[[ Dataset records open ]]

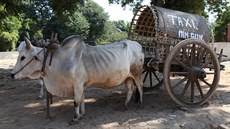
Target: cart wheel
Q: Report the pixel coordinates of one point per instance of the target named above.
(191, 73)
(154, 77)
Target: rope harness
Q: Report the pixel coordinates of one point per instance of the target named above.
(50, 48)
(27, 63)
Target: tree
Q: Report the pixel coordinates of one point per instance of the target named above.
(221, 9)
(9, 35)
(96, 17)
(220, 26)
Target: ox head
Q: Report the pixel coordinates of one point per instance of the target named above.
(29, 61)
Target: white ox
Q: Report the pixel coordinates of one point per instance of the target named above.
(76, 65)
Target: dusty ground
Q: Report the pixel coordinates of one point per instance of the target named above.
(19, 108)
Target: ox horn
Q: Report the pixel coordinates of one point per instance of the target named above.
(28, 43)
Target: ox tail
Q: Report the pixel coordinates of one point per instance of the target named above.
(137, 96)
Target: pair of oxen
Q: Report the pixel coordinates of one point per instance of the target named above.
(76, 66)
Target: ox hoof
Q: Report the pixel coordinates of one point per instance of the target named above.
(39, 98)
(124, 109)
(139, 107)
(73, 122)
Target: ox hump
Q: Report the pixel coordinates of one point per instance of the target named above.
(71, 41)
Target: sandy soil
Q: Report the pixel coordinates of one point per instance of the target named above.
(19, 108)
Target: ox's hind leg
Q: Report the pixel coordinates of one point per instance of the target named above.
(129, 86)
(41, 93)
(139, 91)
(78, 103)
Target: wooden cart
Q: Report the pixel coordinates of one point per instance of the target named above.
(177, 53)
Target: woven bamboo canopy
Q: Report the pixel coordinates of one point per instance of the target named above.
(151, 25)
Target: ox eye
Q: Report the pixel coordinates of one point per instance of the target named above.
(22, 58)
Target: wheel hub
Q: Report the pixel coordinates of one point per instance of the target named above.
(198, 73)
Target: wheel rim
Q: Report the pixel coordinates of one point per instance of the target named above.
(187, 78)
(152, 76)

[[ Dataset records closed ]]

Pull out every line of the records above that contains the word "wheel".

- Your response -
Target: cart wheel
Target: wheel hub
Target: wheel rim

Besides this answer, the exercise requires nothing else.